▸ Referring expression data
★ ★ ★ ★ ★

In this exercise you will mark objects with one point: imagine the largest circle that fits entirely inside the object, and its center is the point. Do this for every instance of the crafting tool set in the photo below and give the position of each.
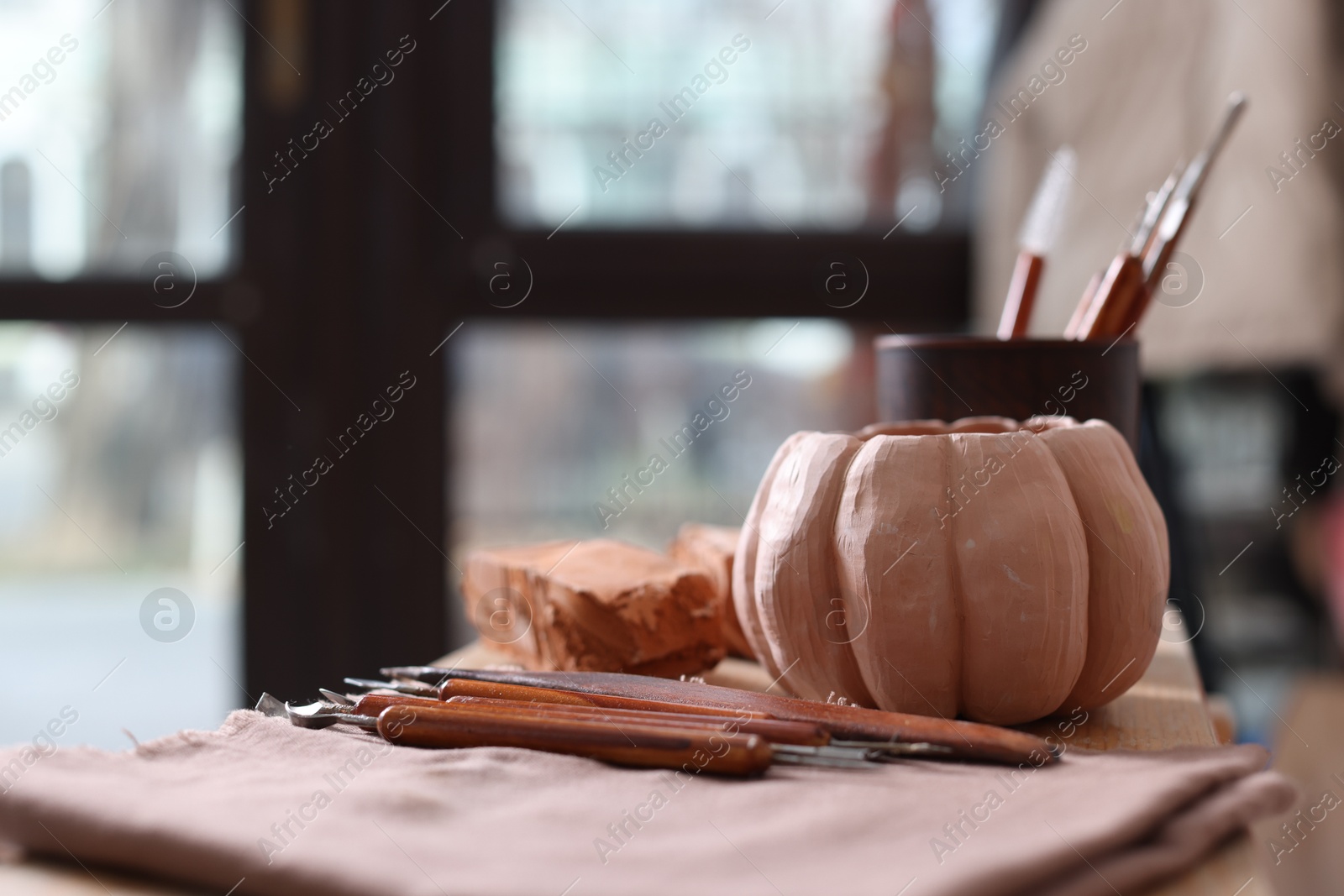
(644, 721)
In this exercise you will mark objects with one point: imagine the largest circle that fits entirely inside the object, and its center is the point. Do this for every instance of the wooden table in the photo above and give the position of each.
(1166, 708)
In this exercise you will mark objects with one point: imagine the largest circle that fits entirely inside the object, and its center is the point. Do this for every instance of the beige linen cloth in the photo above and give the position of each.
(293, 812)
(1149, 89)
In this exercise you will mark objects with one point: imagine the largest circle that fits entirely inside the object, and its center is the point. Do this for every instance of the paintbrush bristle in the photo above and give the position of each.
(1046, 212)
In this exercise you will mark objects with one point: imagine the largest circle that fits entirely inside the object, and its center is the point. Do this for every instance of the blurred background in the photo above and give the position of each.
(235, 223)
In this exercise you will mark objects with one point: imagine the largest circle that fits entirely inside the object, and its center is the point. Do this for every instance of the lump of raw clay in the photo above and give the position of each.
(598, 605)
(710, 550)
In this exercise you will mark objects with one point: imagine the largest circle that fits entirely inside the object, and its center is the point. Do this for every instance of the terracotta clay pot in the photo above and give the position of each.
(984, 569)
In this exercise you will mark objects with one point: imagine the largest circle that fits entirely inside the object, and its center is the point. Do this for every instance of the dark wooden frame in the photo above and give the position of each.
(360, 262)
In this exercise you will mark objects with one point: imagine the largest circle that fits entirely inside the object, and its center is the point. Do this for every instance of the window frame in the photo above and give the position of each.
(349, 273)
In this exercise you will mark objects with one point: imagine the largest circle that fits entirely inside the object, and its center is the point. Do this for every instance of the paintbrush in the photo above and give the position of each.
(1039, 230)
(1092, 308)
(1178, 212)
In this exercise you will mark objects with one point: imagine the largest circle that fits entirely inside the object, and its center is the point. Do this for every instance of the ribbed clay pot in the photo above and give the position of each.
(984, 569)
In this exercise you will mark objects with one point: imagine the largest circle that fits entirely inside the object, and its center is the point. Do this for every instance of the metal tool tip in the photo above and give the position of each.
(270, 705)
(339, 699)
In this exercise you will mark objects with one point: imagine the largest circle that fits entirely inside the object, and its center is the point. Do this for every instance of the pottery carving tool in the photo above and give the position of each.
(629, 741)
(1142, 235)
(1128, 286)
(1039, 230)
(1178, 212)
(963, 739)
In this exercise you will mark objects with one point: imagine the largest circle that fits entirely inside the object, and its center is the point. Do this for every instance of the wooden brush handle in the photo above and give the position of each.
(1106, 317)
(636, 746)
(1084, 305)
(373, 705)
(1021, 296)
(965, 739)
(773, 730)
(501, 691)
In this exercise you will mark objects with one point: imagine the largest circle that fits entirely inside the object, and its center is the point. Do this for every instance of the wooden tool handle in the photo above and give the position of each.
(1021, 296)
(501, 691)
(965, 739)
(773, 730)
(1084, 305)
(373, 705)
(636, 746)
(1124, 281)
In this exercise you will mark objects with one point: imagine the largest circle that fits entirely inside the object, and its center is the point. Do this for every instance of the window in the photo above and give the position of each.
(806, 114)
(120, 127)
(118, 547)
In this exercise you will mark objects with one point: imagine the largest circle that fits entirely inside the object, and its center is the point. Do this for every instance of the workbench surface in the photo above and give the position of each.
(1166, 708)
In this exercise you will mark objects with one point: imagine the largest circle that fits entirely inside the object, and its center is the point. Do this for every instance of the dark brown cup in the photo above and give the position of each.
(952, 376)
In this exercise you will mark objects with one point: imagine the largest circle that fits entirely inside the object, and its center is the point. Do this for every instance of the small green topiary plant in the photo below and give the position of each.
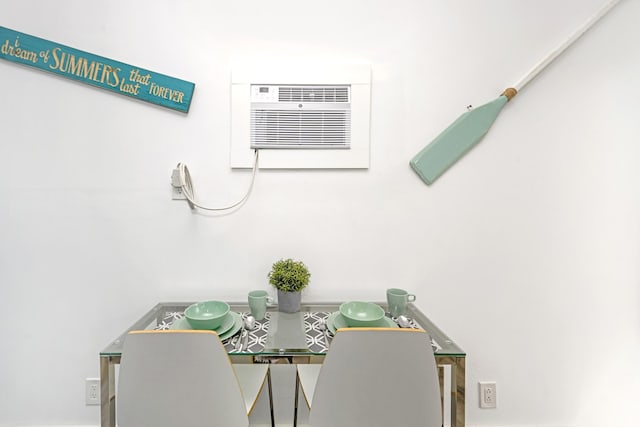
(288, 275)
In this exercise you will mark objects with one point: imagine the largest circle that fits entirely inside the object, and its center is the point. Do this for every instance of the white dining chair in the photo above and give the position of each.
(185, 378)
(374, 377)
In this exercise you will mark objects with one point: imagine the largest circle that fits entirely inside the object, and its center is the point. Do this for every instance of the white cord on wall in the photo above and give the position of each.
(186, 186)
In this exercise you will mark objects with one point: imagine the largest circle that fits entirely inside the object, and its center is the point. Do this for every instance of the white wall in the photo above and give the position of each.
(526, 252)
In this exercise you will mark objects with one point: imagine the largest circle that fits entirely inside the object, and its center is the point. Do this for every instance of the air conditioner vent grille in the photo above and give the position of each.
(282, 128)
(313, 94)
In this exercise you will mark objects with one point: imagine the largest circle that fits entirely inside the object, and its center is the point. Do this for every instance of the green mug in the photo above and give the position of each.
(397, 300)
(258, 301)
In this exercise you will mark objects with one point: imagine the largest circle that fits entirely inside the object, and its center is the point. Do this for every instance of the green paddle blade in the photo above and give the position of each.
(456, 140)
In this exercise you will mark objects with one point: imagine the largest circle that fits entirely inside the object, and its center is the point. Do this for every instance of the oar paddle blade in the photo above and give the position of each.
(456, 140)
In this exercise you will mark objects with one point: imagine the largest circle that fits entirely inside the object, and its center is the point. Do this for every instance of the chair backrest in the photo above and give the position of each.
(378, 377)
(177, 378)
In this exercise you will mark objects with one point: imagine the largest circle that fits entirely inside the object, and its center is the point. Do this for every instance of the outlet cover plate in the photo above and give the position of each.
(92, 391)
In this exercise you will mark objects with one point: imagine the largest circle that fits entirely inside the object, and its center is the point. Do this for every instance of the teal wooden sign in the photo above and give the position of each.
(96, 70)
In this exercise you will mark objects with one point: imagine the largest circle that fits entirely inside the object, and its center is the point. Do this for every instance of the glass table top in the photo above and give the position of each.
(290, 334)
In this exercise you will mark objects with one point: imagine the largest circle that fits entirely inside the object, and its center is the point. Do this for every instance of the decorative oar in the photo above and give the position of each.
(463, 134)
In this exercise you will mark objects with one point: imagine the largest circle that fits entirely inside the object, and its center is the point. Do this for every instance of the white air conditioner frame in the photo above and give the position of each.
(358, 76)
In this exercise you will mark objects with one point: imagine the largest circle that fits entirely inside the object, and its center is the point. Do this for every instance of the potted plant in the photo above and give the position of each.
(289, 277)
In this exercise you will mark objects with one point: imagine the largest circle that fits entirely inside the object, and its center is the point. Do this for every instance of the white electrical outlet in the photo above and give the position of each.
(176, 186)
(92, 391)
(487, 394)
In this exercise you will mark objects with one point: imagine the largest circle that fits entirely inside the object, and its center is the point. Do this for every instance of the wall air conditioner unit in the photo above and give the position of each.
(301, 116)
(297, 116)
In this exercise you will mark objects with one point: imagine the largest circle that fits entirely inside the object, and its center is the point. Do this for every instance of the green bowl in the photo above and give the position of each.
(206, 314)
(361, 314)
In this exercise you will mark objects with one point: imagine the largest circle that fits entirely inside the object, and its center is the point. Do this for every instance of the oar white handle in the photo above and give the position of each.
(562, 47)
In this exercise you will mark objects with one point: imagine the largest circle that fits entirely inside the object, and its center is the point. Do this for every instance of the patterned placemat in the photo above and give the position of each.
(314, 324)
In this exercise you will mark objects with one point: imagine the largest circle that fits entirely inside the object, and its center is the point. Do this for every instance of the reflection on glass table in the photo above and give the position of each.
(302, 337)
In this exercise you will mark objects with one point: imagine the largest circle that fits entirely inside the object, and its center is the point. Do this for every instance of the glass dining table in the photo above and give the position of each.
(302, 337)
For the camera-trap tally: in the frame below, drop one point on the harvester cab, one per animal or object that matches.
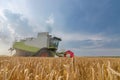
(44, 46)
(54, 42)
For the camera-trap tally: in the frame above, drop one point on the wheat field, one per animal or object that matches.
(78, 68)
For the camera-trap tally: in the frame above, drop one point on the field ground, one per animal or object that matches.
(79, 68)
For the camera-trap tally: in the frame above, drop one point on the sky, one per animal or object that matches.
(87, 27)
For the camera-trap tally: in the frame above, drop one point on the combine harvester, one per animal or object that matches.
(43, 46)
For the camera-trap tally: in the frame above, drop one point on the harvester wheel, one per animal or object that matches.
(44, 52)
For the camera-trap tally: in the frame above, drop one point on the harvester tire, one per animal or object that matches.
(44, 52)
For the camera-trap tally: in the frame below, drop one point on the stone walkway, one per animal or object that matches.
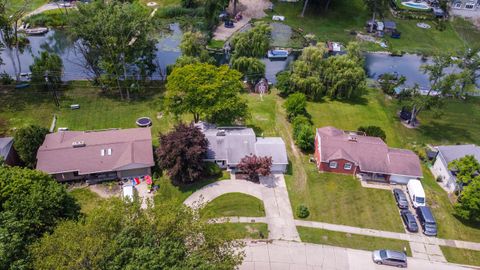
(272, 190)
(294, 255)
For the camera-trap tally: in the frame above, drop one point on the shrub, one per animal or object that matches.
(374, 131)
(295, 105)
(5, 79)
(212, 169)
(305, 137)
(298, 122)
(302, 211)
(283, 83)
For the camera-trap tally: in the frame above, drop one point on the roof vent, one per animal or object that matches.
(78, 144)
(352, 138)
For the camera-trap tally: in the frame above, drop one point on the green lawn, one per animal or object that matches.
(344, 16)
(234, 204)
(340, 199)
(461, 256)
(459, 123)
(355, 241)
(87, 199)
(262, 114)
(21, 107)
(246, 230)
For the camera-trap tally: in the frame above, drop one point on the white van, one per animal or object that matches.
(416, 193)
(128, 192)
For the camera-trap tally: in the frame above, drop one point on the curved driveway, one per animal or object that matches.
(271, 190)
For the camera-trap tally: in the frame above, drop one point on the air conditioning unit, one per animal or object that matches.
(78, 144)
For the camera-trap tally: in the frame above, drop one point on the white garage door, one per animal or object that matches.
(403, 180)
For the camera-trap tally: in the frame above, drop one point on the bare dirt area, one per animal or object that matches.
(250, 9)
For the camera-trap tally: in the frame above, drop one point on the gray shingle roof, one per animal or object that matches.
(5, 146)
(234, 143)
(453, 152)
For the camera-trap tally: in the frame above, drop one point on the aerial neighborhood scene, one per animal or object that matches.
(239, 134)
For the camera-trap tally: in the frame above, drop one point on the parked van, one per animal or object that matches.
(427, 221)
(128, 192)
(416, 193)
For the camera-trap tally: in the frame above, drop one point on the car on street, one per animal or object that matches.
(401, 198)
(409, 220)
(427, 221)
(389, 257)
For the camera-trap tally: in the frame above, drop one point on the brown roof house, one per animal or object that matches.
(7, 152)
(97, 155)
(369, 158)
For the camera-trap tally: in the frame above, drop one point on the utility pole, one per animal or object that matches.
(52, 88)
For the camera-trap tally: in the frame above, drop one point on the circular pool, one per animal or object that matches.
(422, 5)
(144, 122)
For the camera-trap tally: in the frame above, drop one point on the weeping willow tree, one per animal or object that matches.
(339, 77)
(253, 43)
(252, 68)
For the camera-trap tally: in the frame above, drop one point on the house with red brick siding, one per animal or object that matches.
(367, 157)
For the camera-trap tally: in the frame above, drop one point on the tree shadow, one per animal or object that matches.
(441, 132)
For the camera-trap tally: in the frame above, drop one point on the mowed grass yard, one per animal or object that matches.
(344, 16)
(459, 123)
(340, 199)
(461, 256)
(234, 204)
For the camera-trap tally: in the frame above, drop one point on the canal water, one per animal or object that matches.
(168, 51)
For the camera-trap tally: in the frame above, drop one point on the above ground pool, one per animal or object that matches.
(422, 5)
(144, 122)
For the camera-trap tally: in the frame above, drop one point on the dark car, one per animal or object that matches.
(409, 220)
(389, 257)
(401, 198)
(427, 221)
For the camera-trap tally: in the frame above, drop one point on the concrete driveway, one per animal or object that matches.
(272, 190)
(294, 255)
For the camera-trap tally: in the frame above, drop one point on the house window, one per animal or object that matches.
(469, 6)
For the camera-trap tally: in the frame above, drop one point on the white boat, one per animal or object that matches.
(277, 54)
(36, 31)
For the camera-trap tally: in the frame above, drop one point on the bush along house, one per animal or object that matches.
(366, 157)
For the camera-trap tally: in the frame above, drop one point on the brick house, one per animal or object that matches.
(369, 158)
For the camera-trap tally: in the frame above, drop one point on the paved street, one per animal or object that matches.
(294, 255)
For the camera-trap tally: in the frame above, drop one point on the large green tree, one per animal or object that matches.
(207, 92)
(182, 152)
(121, 235)
(468, 204)
(340, 77)
(252, 43)
(465, 168)
(31, 204)
(116, 40)
(27, 141)
(47, 71)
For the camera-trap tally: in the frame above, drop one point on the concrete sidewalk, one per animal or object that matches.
(393, 235)
(294, 255)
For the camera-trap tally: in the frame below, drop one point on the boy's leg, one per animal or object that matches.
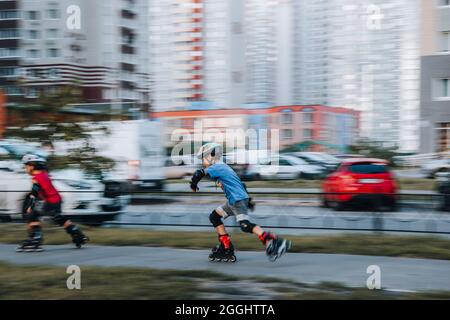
(34, 240)
(216, 220)
(78, 237)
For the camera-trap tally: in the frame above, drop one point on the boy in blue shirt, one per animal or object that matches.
(238, 203)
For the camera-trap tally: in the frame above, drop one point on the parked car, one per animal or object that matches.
(318, 159)
(363, 181)
(443, 190)
(180, 171)
(94, 205)
(283, 167)
(433, 167)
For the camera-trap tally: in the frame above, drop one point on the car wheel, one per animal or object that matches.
(393, 207)
(325, 203)
(340, 206)
(434, 175)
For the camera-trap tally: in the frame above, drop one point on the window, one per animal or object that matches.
(33, 15)
(52, 14)
(10, 71)
(286, 118)
(9, 52)
(307, 134)
(441, 89)
(53, 73)
(32, 93)
(443, 137)
(307, 117)
(33, 34)
(52, 53)
(9, 33)
(33, 54)
(11, 90)
(286, 134)
(32, 73)
(444, 41)
(9, 14)
(52, 33)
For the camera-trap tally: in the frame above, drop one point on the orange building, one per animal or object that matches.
(326, 128)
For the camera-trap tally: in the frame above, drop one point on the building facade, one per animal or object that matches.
(327, 128)
(98, 46)
(435, 78)
(363, 55)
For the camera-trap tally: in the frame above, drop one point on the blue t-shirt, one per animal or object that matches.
(232, 185)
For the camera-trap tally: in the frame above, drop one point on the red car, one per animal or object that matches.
(361, 181)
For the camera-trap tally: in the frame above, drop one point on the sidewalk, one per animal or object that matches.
(396, 273)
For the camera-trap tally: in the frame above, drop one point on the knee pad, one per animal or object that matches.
(247, 226)
(215, 218)
(59, 220)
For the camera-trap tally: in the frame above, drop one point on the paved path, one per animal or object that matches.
(396, 273)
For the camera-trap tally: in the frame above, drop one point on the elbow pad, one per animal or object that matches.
(35, 190)
(198, 175)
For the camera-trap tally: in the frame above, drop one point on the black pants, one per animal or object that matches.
(48, 209)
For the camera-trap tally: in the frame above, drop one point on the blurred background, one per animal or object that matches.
(354, 96)
(335, 113)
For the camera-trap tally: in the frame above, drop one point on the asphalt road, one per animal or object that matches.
(396, 273)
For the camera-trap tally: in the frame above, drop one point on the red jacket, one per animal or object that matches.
(47, 191)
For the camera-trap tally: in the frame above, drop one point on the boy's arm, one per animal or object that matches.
(251, 203)
(33, 195)
(198, 175)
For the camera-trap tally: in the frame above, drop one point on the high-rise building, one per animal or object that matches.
(435, 77)
(197, 50)
(100, 46)
(10, 51)
(220, 54)
(363, 55)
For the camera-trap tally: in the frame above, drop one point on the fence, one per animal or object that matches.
(289, 211)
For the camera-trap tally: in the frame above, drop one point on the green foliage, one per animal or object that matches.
(44, 122)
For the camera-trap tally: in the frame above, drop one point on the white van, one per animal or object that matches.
(136, 147)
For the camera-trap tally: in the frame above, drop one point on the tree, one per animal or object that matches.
(45, 122)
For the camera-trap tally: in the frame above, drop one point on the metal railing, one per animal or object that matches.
(288, 210)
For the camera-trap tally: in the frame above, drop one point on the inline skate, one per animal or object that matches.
(220, 253)
(276, 247)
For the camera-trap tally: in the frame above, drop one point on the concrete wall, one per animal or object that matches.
(432, 111)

★ ★ ★ ★ ★

Please return exactly the lines from the one containing "railing, one per animal or object that matches." through the end of the entries above, adding no other line.

For the camera-trap tally: in the frame above, drop one point on the metal railing, one per animal or object that matches.
(288, 210)
For the camera-trap tally: in the frame above, drop one point on the inline skate, one per animal or object that matches.
(220, 253)
(276, 247)
For the camera-trap tally: in the frame above, drop one point on the concrete wall, one per animal or object that matches.
(432, 111)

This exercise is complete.